• [JOB 1]: Copy the records below word for word, from their first line through the line holding "x=73, y=323", inclusive.
──────── PASSAGE TO READ
Kumi Kato

tamayura –玉響 (dew resonance) a drop of dew on a leaf in early morning before sunrise, which will stay only for a short time and be gone by the time the world wakes up
sanshisuimei - 山紫水明 a mountain range glows in the purple pink sunlight, and reflects in the clear water in a serene silence
shinonome – 東雲 (east cloud) just before the sunrise, the lower edge of the clouds become pink, just before the entire Eastern sky emerges in the light. It is still dark and things can be only seen as silhouettes
shimonokane – 霜の鐘 (frost bell) total silence of a cold night with sharp clear air – it is so crystal clear you can hear the sound of frost forming
ukō – 雨香 (fragrant rain) fresh smell of flowers and plansts brought out just before the rain starts to fall

These moments of beauty, serenity and ephemeral can only be “seen” if we listen attentively with all our senses. They are the moments of a-wa-re - when we are so moved by the transient fragility of things passing, both human and non-human worlds. Perhaps with such mindful listening, we can capture a peaceful space that actually exists in every part of our life.
────────────────
──────── RECORDS SHOWN
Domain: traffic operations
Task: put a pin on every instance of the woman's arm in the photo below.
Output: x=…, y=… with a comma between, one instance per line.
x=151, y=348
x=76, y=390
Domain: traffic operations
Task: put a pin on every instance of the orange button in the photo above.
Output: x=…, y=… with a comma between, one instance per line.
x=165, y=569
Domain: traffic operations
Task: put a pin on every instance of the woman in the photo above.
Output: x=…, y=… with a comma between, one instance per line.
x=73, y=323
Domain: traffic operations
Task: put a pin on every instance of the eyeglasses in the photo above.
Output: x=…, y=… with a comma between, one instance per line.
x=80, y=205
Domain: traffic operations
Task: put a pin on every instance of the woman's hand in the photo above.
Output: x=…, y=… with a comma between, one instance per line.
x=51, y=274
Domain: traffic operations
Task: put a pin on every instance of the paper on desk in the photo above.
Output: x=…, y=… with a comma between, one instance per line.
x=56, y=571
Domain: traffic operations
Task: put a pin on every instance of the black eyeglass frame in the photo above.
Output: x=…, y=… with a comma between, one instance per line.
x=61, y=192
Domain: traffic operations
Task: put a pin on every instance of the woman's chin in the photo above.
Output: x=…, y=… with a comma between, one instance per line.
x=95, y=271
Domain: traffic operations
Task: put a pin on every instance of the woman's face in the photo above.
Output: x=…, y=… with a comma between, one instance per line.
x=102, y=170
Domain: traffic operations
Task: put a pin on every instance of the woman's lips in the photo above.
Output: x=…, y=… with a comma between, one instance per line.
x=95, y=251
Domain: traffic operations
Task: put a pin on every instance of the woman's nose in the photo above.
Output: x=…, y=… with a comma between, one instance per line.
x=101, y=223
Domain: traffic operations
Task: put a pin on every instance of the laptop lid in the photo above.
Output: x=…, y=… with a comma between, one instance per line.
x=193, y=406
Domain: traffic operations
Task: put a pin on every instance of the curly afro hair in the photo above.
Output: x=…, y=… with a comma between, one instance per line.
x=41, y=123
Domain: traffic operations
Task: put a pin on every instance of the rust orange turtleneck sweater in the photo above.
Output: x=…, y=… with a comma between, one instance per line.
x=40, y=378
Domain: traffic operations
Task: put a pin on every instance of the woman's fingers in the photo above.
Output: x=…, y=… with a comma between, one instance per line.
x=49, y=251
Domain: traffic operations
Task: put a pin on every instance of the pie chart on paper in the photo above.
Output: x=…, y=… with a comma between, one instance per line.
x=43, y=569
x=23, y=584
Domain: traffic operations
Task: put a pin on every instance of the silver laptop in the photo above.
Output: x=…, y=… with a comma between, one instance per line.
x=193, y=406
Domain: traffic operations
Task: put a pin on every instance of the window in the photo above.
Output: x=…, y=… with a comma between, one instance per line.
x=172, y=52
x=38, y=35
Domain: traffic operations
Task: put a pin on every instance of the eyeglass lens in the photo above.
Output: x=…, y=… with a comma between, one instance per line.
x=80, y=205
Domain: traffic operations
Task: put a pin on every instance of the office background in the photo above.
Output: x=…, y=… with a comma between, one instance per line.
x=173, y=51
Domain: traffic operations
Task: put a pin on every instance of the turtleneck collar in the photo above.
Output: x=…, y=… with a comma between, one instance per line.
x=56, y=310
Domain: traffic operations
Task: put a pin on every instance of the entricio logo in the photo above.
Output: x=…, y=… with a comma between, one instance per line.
────────────────
• [JOB 2]: Extend the piece above on Japanese words for brief moments of natural beauty, picking up right after its last sentence.

• [EXERCISE ANSWER 1]:
Domain: traffic operations
Task: put a pin on every instance of the woman's arm in the photo below.
Output: x=…, y=… with a comma between, one instance per line.
x=151, y=348
x=76, y=390
Domain: traffic operations
Task: put a pin on every instance of the orange button in the photo above.
Output: x=…, y=… with a comma between, one instance per line.
x=165, y=569
Domain: traffic operations
Task: put a pin on every instance of the woman in the photo above.
Output: x=…, y=… with a comma between, one instance per line.
x=73, y=323

• [EXERCISE ANSWER 2]:
Kumi Kato teaches environmental studies at Wakayama University, Japan. She is also a research affiliate at the UQ and Cheju National University, South Korea. Her work is best described "creative ideas & expressions for sustainability”, and especially interested in the role of sounds in articulating human-nature connectivity. With her totally multi-disciplinary approach, she sees herself as a positive activist, who acts on, building on people’s strength, good-will, trust, celebration, beauty and joy. She founded an Australia-based not-for-profit organisation ecco: exchanging culture for conservation (http://www.ecco.org.au/), which supports diverse range of creative projects for sustainability, including this “Creative Conservation 3”.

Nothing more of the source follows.